=== TASK PROMPT ===
Of all the lines below, output only those starting at the one with "TARGET = eclair" and ending at the one with "TARGET = gold hoop earring", both ends included, exactly as written.

(Dataset entries)
○ ○ ○ ○ ○

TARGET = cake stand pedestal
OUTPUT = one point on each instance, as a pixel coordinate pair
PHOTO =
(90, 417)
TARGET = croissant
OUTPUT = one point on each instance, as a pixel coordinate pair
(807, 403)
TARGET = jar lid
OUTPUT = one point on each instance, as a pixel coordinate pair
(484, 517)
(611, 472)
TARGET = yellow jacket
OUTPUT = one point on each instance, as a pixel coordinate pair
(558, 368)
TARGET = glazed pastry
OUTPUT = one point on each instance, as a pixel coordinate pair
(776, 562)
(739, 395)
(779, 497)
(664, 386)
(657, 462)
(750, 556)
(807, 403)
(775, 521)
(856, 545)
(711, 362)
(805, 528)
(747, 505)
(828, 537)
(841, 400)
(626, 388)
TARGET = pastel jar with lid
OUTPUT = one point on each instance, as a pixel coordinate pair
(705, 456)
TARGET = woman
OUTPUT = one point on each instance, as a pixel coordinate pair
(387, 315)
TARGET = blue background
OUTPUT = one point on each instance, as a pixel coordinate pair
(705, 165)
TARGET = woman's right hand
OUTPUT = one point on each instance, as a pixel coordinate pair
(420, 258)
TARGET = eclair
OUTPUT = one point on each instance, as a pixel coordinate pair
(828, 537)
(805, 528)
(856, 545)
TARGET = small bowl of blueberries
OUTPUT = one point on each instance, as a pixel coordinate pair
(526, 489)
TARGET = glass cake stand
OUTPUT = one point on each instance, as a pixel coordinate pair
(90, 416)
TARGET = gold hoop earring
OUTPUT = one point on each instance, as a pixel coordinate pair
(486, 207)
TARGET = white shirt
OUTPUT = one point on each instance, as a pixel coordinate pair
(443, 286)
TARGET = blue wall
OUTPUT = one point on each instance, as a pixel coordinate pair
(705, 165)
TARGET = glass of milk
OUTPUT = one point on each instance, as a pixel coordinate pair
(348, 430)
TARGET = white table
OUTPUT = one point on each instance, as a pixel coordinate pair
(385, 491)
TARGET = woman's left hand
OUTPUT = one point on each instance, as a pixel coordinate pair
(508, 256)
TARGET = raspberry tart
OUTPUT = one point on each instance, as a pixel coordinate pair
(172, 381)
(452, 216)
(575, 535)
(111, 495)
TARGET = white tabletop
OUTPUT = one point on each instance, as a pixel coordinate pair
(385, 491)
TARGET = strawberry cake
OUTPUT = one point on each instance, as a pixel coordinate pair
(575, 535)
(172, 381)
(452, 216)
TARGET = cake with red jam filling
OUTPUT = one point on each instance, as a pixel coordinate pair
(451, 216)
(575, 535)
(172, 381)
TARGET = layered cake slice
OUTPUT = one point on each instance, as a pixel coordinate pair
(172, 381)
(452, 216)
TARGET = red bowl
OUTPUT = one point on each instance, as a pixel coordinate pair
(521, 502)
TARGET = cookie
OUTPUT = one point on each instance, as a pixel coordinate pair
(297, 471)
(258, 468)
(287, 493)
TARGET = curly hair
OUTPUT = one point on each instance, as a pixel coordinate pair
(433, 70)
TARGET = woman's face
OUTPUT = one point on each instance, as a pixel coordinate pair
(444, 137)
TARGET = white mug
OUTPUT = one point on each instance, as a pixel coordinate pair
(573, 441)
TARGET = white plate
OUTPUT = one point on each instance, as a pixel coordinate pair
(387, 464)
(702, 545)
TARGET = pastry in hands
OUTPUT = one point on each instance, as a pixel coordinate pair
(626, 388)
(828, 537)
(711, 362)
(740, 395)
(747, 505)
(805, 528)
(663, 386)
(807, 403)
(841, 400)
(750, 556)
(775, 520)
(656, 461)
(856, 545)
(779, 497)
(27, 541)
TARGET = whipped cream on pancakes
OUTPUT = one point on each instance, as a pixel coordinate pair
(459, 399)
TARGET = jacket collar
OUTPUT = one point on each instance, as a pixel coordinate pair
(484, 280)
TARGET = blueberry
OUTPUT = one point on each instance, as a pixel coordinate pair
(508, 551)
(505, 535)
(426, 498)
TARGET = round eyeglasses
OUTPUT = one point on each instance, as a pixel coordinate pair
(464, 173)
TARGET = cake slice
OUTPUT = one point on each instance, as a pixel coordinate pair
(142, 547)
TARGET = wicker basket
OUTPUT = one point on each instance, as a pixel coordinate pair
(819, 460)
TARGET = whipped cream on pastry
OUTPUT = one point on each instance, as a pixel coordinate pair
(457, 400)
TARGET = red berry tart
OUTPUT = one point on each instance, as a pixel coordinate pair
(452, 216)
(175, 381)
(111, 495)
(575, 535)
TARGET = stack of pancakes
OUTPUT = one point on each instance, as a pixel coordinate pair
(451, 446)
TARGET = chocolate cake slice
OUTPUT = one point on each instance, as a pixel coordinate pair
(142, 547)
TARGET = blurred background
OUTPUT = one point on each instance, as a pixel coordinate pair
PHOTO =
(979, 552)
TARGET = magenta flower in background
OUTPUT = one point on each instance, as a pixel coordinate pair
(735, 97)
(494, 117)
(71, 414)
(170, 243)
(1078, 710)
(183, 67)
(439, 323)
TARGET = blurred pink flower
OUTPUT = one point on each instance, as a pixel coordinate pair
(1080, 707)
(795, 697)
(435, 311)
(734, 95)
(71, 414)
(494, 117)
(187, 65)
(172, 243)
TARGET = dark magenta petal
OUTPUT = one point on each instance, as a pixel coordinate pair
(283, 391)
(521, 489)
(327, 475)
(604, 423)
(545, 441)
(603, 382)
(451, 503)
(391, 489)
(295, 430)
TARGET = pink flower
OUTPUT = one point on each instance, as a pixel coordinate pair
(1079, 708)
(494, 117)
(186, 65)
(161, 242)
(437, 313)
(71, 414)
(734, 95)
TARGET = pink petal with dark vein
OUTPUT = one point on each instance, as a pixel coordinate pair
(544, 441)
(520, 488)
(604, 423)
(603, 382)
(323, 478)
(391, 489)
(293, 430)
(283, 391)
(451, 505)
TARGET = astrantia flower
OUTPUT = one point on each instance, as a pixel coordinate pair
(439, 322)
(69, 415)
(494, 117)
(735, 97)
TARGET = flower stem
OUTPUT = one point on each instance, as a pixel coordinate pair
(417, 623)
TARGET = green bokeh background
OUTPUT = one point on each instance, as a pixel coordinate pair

○ ○ ○ ○ ○

=== RESPONSE AREA ===
TARGET = eclair
OUTPUT = one point on each instance, as a pixel coordinate pair
(828, 537)
(805, 528)
(856, 545)
TARGET = small bowl of blueberries
OUTPUT = one point on each instance, as a pixel coordinate pair
(526, 489)
TARGET = glass cake stand
OUTPUT = one point on each instance, as a pixel coordinate pair
(90, 416)
TARGET = gold hoop earring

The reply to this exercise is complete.